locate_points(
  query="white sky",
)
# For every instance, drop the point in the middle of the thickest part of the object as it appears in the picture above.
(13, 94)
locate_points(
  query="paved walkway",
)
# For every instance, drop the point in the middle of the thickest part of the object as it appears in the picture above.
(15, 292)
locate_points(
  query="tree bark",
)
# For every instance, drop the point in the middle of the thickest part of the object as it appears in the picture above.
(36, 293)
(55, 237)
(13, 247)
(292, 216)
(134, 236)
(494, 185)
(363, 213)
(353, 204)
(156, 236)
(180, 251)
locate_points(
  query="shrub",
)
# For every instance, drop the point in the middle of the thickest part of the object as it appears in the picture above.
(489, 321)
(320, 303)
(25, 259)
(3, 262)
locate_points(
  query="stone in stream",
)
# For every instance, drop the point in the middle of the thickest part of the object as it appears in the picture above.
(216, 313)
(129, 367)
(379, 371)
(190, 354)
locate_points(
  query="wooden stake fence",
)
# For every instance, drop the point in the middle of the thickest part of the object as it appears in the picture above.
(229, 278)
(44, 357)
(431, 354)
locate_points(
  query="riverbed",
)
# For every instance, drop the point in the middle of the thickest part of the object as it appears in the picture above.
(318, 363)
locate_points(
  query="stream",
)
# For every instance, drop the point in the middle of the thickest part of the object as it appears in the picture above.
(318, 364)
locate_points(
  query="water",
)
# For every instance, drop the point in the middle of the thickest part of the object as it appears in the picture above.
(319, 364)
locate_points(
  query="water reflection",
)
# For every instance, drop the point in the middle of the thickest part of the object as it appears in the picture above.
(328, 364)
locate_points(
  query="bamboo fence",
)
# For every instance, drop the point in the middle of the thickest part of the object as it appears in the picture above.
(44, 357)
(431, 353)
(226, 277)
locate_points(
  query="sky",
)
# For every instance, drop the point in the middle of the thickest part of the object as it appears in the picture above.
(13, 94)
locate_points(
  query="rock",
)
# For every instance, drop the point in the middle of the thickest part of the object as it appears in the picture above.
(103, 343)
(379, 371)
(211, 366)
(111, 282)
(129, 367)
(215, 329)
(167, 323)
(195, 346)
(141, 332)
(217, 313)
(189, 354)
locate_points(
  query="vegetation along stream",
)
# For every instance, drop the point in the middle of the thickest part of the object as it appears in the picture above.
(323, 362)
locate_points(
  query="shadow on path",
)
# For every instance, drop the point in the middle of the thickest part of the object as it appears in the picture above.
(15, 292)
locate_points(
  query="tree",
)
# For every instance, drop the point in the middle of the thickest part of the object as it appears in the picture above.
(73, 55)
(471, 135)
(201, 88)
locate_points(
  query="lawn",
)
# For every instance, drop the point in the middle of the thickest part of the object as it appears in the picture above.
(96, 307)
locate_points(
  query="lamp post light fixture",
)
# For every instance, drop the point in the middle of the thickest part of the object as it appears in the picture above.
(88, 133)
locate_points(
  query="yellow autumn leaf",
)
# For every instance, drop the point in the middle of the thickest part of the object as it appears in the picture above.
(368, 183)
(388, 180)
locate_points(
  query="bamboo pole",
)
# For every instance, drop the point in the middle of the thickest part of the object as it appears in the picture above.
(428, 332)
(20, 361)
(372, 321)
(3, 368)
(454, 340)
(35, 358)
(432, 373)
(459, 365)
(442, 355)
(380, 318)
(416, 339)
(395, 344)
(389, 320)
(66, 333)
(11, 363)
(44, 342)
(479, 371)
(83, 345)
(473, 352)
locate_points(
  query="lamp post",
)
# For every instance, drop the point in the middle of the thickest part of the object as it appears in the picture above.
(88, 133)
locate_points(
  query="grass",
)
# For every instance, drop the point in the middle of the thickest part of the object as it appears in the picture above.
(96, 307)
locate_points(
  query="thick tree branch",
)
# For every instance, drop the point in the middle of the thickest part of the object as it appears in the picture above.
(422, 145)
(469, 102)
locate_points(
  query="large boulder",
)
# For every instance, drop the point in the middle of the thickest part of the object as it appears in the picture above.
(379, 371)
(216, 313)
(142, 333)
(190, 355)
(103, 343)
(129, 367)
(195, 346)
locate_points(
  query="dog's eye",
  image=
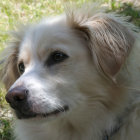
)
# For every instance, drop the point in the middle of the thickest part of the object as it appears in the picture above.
(21, 67)
(56, 57)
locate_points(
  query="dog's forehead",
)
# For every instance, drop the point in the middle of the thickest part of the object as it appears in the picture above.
(47, 36)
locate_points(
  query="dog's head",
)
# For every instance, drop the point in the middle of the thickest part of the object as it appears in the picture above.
(57, 65)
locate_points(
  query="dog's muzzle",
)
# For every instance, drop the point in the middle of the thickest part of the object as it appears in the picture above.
(18, 100)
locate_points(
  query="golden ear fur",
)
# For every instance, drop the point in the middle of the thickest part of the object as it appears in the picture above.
(108, 37)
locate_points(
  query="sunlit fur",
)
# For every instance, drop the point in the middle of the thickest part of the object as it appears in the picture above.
(99, 81)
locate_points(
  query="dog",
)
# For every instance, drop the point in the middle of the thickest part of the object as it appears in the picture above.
(74, 77)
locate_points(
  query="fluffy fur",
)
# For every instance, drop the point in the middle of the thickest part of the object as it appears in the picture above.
(99, 81)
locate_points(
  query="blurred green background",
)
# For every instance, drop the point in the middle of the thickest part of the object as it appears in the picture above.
(16, 12)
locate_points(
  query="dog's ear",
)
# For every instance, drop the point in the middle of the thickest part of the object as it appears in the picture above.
(9, 72)
(109, 40)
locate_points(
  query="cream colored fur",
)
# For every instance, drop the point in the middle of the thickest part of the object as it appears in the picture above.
(99, 81)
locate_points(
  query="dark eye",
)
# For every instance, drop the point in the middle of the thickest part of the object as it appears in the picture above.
(21, 67)
(56, 57)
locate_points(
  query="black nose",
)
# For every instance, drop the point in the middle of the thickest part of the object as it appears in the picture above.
(17, 95)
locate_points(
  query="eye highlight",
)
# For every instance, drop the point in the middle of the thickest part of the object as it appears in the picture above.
(21, 67)
(56, 57)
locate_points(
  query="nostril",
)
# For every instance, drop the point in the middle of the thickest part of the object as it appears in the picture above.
(20, 96)
(17, 94)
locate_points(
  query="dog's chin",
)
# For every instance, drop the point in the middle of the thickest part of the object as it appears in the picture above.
(33, 115)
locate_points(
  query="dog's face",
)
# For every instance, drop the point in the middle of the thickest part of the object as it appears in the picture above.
(55, 66)
(52, 62)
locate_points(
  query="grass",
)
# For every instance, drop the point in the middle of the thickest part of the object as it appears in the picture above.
(13, 12)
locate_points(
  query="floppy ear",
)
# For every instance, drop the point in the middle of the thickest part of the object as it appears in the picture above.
(9, 72)
(109, 40)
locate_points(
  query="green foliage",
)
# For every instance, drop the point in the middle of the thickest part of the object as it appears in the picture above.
(6, 130)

Task brief:
Skip the pictures, then retype every line above exactly.

Solution for this problem:
locate_points(
  query="white sky",
)
# For every instance, drop the point in the middle of the thickest part of the object as it appears in the picture above.
(13, 94)
locate_points(
  query="paved walkway",
)
# For every instance, drop the point in the middle of the thickest part of the object as it appears in the picture above.
(15, 292)
locate_points(
  query="tree bark",
)
# For every instance, drop the point in the middle of the thickest part of the object as it appears in the picture above.
(36, 293)
(55, 237)
(13, 247)
(292, 216)
(134, 236)
(494, 185)
(363, 213)
(353, 204)
(156, 236)
(180, 251)
locate_points(
  query="shrub",
)
# For every instance, drop the point in the middle of the thickest part of the object as it appears in the picture above.
(489, 321)
(320, 303)
(25, 259)
(3, 262)
locate_points(
  query="stone in stream",
)
# For every instance, drop the point in the middle of the thickest part of the object as it appears in the picture above.
(216, 313)
(129, 367)
(379, 371)
(190, 354)
locate_points(
  query="wooden stake fence",
)
# For every instance, drop the point in the middle of the thickest part of the object as it appears in the picture above.
(229, 278)
(44, 357)
(431, 354)
locate_points(
  query="riverbed",
)
# For every instance, drop the point in the middle of the thickest part of the object as it appears in the picture above.
(318, 363)
locate_points(
  query="stream",
)
# For every instance, drop the point in the middle of the thickest part of the object as it appears in the picture above.
(318, 364)
locate_points(
  query="water",
)
# For every instance, drop the point in the middle of the thickest part of the object as it appears in the picture above.
(319, 364)
locate_points(
  query="water reflection",
)
# For every instance, drop the point in the middle of the thickest part of the object as it appears in the picture above.
(328, 364)
locate_points(
  query="bamboo fence",
)
# For every instance, drop the point in the middle of the thickest part of the object as it appears in the picture above.
(44, 357)
(431, 353)
(226, 277)
locate_points(
  query="sky",
)
# For every instance, drop the point in the middle of the thickest part of the object as it appears in the picture above.
(13, 94)
locate_points(
  query="rock",
)
# For every instance, drop the point in the middle of the thickest part of the object as it appears in the picture above.
(103, 343)
(379, 371)
(211, 366)
(111, 282)
(129, 367)
(215, 329)
(167, 323)
(195, 346)
(141, 332)
(217, 313)
(189, 354)
locate_points(
  query="vegetation along stream",
)
# For every instance, drop the point in the middle of the thickest part of the object as it appears in the picture above.
(323, 362)
locate_points(
  query="shadow on path",
)
# For every instance, drop the point in the middle of the thickest part of the object as it appears in the picture above.
(15, 292)
locate_points(
  query="tree",
)
# For every instance, drop the point in the middle of the thickest part of the object as it appears in the picture above.
(73, 55)
(471, 135)
(201, 88)
locate_points(
  query="lawn",
)
# For every instance, drop the point in the middle of the thickest part of the object as it appears in the picture above.
(96, 307)
locate_points(
  query="lamp post light fixture",
)
# For every instance, drop the point in the middle of the thickest part of the object as it appears in the picture above.
(88, 133)
locate_points(
  query="yellow autumn leaf",
)
# For every instance, drop the point in the middle of the thickest part of the object as it appears in the picture above.
(368, 183)
(388, 180)
locate_points(
  query="bamboo pole",
)
# For every instance, drop the point in the middle of the thickest part of the object as it appears in the picture above.
(428, 332)
(20, 361)
(372, 321)
(3, 368)
(454, 340)
(35, 358)
(432, 373)
(459, 365)
(442, 355)
(380, 318)
(416, 339)
(395, 344)
(389, 320)
(66, 333)
(11, 363)
(44, 342)
(479, 371)
(83, 345)
(473, 352)
locate_points(
  query="lamp post",
)
# For every instance, drop the point in the middle of the thickest part of the object as it appears in the picture above.
(88, 133)
locate_points(
  query="grass",
)
# For every instance, drop the point in the middle of the thickest part of the object as it appears in the picture above.
(96, 307)
locate_points(
  query="thick tree branch",
)
# For every instance, drop the point in the middle of the thickest part of the object as it appears in the picture above.
(422, 145)
(469, 102)
locate_points(
  query="large boulder",
)
# For every instance, drop the point in the middle of the thickest part of the object as it appears in the picture above.
(379, 371)
(216, 313)
(142, 333)
(190, 355)
(103, 343)
(129, 367)
(195, 346)
locate_points(
  query="dog's eye",
  image=
)
# For every instance, drop the point in the middle of the thickest part of the object as it appears in the picture above.
(21, 67)
(56, 57)
locate_points(
  query="dog's forehead",
)
# For every instance, drop the point in the middle of the thickest part of the object as it appears in the picture above.
(47, 36)
locate_points(
  query="dog's head",
)
# For every instance, drop the point in the middle of the thickest part of the object as it appears in the picture above.
(57, 65)
locate_points(
  query="dog's muzzle",
)
# For every instance, drop the point in the middle of the thickest part of the object as it appears in the picture above.
(18, 100)
locate_points(
  query="golden ear fur",
)
# For every instance, drop the point in the middle of the thickest part of the object as it appears in the picture above.
(108, 37)
locate_points(
  query="sunlit fur",
)
# For every instance, drop the point in the middle of the thickest part of the object as it appears in the picture above.
(99, 81)
locate_points(
  query="dog",
)
# For every instance, drop the point in the middle of the thickest part of the object as it appears in the picture above.
(74, 77)
locate_points(
  query="fluffy fur",
)
# For every instance, drop the point in the middle of the thickest part of the object as it appears in the picture above.
(99, 81)
locate_points(
  query="blurred green background",
)
# For every instance, drop the point in the middle of the thickest part of the object as it appears in the picture above.
(16, 12)
locate_points(
  query="dog's ear",
)
# For every instance, drop the point in the middle of the thickest part of the object as it appears in the picture above.
(9, 72)
(109, 40)
locate_points(
  query="cream colored fur",
)
# For every instance, drop the point in the middle of the thickest part of the object as it appears in the picture above.
(99, 81)
locate_points(
  query="dark eye",
)
# For every instance, drop the point in the middle of the thickest part of the object as it appears in the picture above.
(21, 67)
(56, 57)
locate_points(
  query="black nose",
)
# For every instance, drop the point in the middle of the thickest part of the object as it appears in the picture above.
(17, 95)
locate_points(
  query="eye highlight",
)
# For every instance, drop the point in the middle of the thickest part of the object as it appears in the picture above.
(21, 67)
(56, 57)
locate_points(
  query="nostril",
)
# For every instance, drop the point in the middle of the thickest part of the object as it appears in the picture above.
(20, 96)
(17, 94)
locate_points(
  query="dog's chin",
)
# For every instance, drop the point in the middle of the thickest part of the object as it appears in the picture above.
(33, 115)
locate_points(
  query="dog's face",
)
# For every instance, drop the point in the middle of the thickest part of the object as it appears in the picture above.
(55, 66)
(52, 62)
locate_points(
  query="grass",
)
# For every instance, drop the point in the middle of the thickest part of the object as it appears in the picture above.
(13, 12)
locate_points(
  query="floppy ear",
)
# For every instance, drop the point in the middle of the thickest part of the object as it appears in the picture above.
(9, 72)
(109, 40)
locate_points(
  query="green foliage",
)
# For every instance, drop the point in the middle of the thickest part of the object as it appears in the picture above.
(6, 130)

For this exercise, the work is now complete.